### Task requirements
**a)** Using the passage on repetitive DNA sequences, decide whether each statement agrees with it: (i) the STRR sequence served as a probe to identify toxin-producing cyanobacteria from a Finnish lake; (ii) the function of repetitive sequences is well established; (iii) repetitive sequences have been suggested to regulate transcription termination. Answer yes or no for each and quote the deciding words of the passage.
**b)** According to the passage on repetitive DNA sequences, what property makes these sequences methodologically important tools?
**c)** Rewrite the paragraph of the passage on repetitive DNA sequences that begins "The function of repetitive sequences" as a short bulleted list, keeping its main facts.

### Text provided
[Start of Attachment]
Recently, the STRR sequence was demonstrated to be a valuable tool for
identification and characterization of cyanobacteria. The STRR sequence
was used as probe to identify toxin-producing cyanobacteria from a
Finnish lake (32).
The function of repetitive sequences is still unclear. It has been
suggested that they may regulate transcription termination (10) or be the target of DNA-binding proteins responsible
for chromosomal maintenance in the cell (19, 23). However,
the conserved status of these repetitive sequences makes them
methodologically important tools for diversity studies among related
prokaryotes and for identification (fingerprinting) of microorganisms
in general.
[End of Attachment]
### Data supplied
[Start of Attachment]
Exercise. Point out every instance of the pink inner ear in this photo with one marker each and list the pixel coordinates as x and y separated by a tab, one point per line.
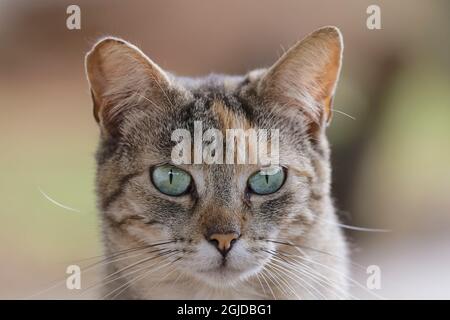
305	76
117	71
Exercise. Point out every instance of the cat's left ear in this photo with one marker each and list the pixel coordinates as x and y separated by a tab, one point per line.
119	74
305	77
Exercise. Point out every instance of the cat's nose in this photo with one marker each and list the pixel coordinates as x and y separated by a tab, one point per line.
223	241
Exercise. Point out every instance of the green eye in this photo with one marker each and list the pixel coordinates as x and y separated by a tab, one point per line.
171	180
267	181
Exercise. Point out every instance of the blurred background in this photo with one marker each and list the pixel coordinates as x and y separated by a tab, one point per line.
391	162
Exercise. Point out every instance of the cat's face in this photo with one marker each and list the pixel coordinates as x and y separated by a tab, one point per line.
221	222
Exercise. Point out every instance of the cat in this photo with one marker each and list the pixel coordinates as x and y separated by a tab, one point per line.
217	231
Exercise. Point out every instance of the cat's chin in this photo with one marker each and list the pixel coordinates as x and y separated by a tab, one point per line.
224	277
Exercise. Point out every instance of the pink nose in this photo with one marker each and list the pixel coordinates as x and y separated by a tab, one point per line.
223	241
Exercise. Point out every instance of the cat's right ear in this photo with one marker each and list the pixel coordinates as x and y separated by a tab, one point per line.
120	74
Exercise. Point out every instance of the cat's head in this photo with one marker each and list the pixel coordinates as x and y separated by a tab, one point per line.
218	222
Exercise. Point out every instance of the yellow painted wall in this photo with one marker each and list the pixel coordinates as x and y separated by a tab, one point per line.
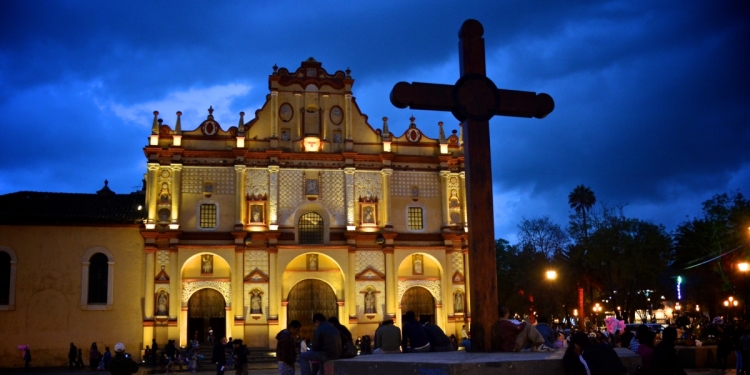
48	314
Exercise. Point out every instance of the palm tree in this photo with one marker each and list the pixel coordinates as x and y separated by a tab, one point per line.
582	199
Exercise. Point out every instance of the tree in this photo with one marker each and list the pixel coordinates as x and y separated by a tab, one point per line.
581	199
543	236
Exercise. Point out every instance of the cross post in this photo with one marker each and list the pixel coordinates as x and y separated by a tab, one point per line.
474	100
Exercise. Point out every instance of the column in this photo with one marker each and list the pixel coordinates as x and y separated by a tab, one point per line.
176	192
148	295
273	284
274	113
462	188
238	292
351	299
390	284
467	306
444	197
175	284
152	190
349	196
386	208
239	194
273	196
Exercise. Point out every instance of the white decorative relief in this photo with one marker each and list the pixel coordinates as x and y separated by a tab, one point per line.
365	258
291	194
361	286
427	182
222	178
457	262
162	256
223	287
332	195
431	285
256	182
368	184
246	299
256	259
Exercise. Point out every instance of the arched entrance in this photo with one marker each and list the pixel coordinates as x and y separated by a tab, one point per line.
420	301
307	298
206	309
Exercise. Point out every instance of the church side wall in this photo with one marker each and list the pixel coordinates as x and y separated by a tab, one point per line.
48	313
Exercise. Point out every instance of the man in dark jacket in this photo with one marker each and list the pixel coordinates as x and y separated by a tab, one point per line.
664	359
286	348
414	337
218	356
439	342
326	345
122	364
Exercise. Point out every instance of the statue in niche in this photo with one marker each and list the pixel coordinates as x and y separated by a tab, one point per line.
207	263
162	307
370	302
417	263
312	262
458	302
256	306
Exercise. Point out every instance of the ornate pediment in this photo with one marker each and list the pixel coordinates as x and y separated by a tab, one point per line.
369	273
256	276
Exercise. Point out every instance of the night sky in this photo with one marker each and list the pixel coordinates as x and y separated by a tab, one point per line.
652	98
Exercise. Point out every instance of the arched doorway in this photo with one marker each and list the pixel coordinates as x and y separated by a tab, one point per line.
307	298
420	301
206	309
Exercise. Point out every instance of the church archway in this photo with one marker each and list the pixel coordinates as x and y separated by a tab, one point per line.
206	310
420	301
307	298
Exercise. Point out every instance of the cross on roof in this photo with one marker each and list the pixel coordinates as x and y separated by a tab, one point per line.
474	99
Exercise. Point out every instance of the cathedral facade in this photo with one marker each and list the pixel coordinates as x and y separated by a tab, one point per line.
240	229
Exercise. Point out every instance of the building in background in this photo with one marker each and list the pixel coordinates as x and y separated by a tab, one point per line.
305	208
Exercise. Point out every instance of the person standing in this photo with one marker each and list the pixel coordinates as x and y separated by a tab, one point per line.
72	353
387	338
414	339
122	364
286	351
326	345
218	356
240	352
664	359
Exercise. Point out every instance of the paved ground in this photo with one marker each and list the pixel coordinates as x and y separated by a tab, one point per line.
254	371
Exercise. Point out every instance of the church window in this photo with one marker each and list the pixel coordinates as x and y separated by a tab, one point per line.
415	218
4	278
208	216
98	277
311	228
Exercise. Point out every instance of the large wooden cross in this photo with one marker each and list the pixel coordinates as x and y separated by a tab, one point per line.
474	100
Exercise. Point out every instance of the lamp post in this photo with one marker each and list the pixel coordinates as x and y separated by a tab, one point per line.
744	267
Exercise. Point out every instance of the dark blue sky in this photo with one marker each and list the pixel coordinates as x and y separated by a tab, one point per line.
651	97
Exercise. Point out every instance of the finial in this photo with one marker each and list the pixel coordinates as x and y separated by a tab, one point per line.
241	125
155	125
178	124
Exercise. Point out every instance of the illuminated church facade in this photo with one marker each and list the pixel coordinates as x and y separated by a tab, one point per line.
304	208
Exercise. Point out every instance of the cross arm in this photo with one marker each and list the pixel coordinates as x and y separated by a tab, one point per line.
437	97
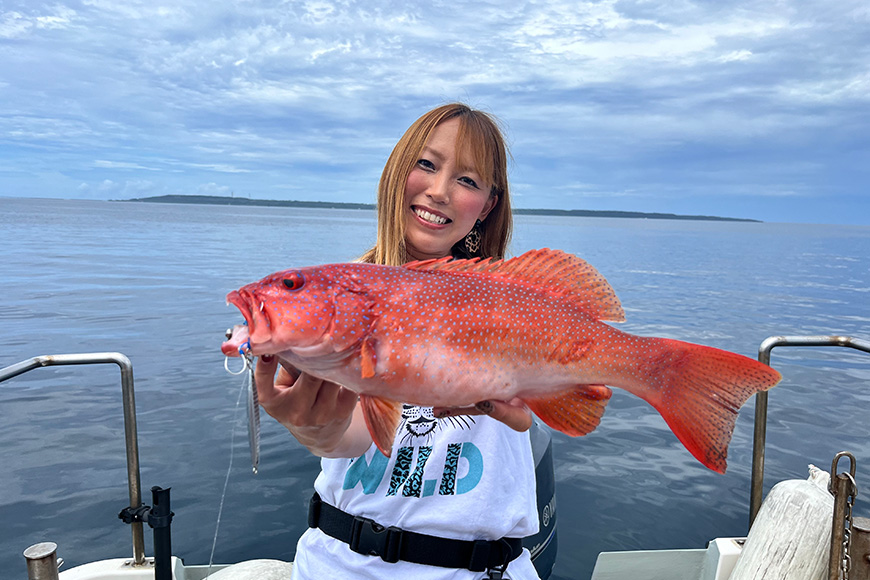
[End of Attachment]
### Your responses
**a)**
(i) Yes: "The STRR sequence was used as probe to identify toxin-producing cyanobacteria from a Finnish lake"
(ii) No: "The function of repetitive sequences is still unclear."
(iii) Yes: "It has been suggested that they may regulate transcription termination"

**b)** Their conserved status.

**c)**
- The function of repetitive sequences is still unclear.
- They may regulate transcription termination.
- They may be the target of DNA-binding proteins responsible for chromosomal maintenance in the cell.
- Because they are conserved, they are important tools for diversity studies among related prokaryotes and for identifying (fingerprinting) microorganisms in general.